TASK OBJECTIVE -
Pull out every line of the records below that contains the word "green", copying each line in full and unchanged.

-- start of PROVIDED DATA --

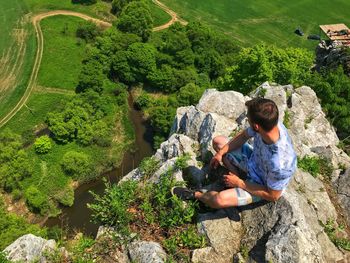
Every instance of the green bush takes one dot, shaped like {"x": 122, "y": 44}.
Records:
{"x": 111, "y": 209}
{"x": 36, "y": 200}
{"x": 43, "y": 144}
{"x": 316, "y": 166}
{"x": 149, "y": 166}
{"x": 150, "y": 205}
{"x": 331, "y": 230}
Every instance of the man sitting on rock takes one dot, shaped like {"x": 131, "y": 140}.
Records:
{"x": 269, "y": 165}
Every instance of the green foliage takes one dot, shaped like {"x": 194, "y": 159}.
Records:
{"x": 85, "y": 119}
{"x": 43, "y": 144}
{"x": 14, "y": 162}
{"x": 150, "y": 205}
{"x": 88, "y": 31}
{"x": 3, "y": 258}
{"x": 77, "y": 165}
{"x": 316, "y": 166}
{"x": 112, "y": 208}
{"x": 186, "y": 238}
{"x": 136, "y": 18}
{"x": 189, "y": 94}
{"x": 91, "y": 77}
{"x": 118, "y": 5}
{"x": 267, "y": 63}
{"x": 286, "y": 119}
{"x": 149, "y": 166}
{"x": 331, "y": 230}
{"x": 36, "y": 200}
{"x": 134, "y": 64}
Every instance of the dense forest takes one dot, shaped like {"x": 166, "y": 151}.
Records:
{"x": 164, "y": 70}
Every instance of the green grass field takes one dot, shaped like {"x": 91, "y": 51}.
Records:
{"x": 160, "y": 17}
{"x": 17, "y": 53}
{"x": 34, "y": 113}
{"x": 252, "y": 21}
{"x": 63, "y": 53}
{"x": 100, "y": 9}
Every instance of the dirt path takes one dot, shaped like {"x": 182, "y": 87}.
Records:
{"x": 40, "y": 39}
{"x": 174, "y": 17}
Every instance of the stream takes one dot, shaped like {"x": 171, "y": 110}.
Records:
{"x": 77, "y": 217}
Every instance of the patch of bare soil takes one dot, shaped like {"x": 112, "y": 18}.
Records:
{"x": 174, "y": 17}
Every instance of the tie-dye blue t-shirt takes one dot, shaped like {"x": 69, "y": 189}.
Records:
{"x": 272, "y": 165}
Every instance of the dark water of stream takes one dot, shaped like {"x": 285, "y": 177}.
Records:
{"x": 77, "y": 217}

-- end of PROVIDED DATA --
-- start of PROVIDED DATA --

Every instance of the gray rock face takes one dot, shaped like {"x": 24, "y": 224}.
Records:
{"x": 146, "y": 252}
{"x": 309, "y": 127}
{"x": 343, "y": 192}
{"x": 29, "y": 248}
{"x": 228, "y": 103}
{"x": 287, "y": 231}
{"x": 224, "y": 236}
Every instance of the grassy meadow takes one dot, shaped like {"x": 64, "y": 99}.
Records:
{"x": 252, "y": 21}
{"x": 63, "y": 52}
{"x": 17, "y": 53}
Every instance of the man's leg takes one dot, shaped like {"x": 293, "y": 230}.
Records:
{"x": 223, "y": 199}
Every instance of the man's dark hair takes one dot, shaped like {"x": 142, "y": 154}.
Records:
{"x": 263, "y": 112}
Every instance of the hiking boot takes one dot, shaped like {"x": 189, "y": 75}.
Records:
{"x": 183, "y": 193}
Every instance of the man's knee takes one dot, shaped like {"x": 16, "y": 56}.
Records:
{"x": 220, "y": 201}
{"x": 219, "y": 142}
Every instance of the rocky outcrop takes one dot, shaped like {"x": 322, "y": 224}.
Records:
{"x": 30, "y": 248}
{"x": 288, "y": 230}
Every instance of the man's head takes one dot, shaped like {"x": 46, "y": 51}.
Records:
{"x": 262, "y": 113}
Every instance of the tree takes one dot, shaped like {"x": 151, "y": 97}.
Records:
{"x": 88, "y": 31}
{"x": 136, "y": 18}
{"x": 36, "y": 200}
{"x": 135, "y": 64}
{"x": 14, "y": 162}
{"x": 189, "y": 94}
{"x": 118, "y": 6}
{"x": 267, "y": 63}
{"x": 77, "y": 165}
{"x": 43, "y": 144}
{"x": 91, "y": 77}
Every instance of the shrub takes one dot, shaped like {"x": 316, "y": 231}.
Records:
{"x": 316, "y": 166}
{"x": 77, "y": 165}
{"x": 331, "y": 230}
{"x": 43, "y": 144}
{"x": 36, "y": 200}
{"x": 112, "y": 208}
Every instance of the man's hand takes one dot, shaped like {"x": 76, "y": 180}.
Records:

-- end of PROVIDED DATA --

EXERCISE RESPONSE -
Every instance of the green bush takes one dot, shaped like {"x": 122, "y": 44}.
Every instance of the green foliage takes one dot, shaped like {"x": 194, "y": 159}.
Every instance of the green grass field takes one dot, shaped like {"x": 91, "y": 51}.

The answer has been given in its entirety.